Walter M. Hosack: January, 2024



Wednesday, January 10, 2024

Measuring, Evaluating, and Predicting the Shelter Capacity and Economic Potential of Land

 The text referenced by the attached Table of Contents explains the classification concepts and mathematical tools needed to improve the analytical abilities of all public and private sector interests attempting to evaluate, regulate, or predict the development capacity of land and its revenue potential. Development capacity in this context means the gross building area that can be accommodated by a given buildable land area. It is a function of the design specification values and floor quantity options entered in a forecast model related to a given building design category.

When gross building area is divided by the buildable acres occupied, the result is the shelter capacity per acre produced by the design category and specification values chosen. This shelter capacity value makes the development capacity results produced by any set of design specification values comparable. Shelter capacity also has intensity, intrusion, and dominance implications that can be measured, compared, and related to their impact on the surrounding area when shelter capacity can be predicted or measured.

DATASET ROWS:
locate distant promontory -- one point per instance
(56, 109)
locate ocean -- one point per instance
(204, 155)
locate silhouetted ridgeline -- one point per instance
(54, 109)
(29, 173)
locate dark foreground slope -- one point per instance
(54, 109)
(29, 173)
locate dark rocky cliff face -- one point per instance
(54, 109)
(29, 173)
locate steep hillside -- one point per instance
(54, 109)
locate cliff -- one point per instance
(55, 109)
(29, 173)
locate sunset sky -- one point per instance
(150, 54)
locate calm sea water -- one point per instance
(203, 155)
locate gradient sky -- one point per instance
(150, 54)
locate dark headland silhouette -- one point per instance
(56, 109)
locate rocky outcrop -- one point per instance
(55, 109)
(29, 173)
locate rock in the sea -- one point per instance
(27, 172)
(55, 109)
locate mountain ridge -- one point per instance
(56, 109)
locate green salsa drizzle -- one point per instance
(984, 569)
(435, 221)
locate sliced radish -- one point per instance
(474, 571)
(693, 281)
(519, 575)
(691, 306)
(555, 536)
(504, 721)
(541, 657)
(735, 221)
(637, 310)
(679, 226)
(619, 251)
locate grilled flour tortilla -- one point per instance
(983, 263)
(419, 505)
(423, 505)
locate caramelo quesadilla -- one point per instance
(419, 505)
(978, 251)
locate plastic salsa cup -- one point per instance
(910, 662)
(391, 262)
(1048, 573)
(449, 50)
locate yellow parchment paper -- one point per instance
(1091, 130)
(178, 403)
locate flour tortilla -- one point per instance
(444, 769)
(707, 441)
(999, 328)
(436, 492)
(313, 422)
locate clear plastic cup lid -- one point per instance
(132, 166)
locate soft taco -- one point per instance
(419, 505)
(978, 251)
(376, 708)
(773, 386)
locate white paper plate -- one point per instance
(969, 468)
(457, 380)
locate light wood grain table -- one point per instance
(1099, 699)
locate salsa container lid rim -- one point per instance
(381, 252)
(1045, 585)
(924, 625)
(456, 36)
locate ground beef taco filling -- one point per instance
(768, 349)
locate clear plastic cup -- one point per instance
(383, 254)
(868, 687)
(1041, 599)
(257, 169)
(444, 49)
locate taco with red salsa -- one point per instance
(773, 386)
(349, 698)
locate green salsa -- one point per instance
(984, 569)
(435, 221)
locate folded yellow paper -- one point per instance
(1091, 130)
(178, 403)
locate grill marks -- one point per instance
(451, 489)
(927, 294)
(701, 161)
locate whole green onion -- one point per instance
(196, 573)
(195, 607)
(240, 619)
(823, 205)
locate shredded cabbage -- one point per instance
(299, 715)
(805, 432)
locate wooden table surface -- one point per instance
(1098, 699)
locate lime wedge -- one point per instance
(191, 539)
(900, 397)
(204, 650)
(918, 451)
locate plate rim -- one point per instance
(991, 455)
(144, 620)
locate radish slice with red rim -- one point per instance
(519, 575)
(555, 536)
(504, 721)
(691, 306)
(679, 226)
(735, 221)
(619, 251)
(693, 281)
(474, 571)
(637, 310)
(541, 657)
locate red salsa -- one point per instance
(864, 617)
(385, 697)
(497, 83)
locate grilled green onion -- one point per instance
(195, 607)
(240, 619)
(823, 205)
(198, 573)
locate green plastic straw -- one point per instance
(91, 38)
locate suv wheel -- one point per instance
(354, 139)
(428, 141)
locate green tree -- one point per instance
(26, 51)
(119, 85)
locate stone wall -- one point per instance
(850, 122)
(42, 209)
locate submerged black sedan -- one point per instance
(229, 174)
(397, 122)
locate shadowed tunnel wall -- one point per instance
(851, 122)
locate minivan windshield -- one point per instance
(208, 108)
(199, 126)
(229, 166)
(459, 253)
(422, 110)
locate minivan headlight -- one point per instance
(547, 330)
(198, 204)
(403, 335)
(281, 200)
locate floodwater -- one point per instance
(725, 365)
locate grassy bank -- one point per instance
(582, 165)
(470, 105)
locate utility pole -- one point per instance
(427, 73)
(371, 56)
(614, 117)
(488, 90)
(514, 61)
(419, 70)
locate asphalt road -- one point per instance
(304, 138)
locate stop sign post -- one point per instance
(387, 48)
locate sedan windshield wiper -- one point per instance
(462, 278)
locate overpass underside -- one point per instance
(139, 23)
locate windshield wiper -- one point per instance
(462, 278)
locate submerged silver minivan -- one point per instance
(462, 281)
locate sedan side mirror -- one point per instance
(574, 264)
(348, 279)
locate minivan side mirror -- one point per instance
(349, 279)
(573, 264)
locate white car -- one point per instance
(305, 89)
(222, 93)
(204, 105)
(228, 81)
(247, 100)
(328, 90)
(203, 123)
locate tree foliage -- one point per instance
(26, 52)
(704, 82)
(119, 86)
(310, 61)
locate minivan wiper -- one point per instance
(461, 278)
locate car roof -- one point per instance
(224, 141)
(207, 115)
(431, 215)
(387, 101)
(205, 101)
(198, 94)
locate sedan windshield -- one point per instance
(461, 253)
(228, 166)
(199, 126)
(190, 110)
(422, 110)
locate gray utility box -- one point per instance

REQUEST: Extract the whole text on the shelter capacity of land, reproducing it word for word. The records were taken from a separate source.

REPLY TO THE EXERCISE:
Walter M. Hosack: January, 2024



Wednesday, January 10, 2024

Measuring, Evaluating, and Predicting the Shelter Capacity and Economic Potential of Land

 The text referenced by the attached Table of Contents explains the classification concepts and mathematical tools needed to improve the analytical abilities of all public and private sector interests attempting to evaluate, regulate, or predict the development capacity of land and its revenue potential. Development capacity in this context means the gross building area that can be accommodated by a given buildable land area. It is a function of the design specification values and floor quantity options entered in a forecast model related to a given building design category.

When gross building area is divided by the buildable acres occupied, the result is the shelter capacity per acre produced by the design category and specification values chosen. This shelter capacity value makes the development capacity results produced by any set of design specification values comparable. Shelter capacity also has intensity, intrusion, and dominance implications that can be measured, compared, and related to their impact on the surrounding area when shelter capacity can be predicted or measured.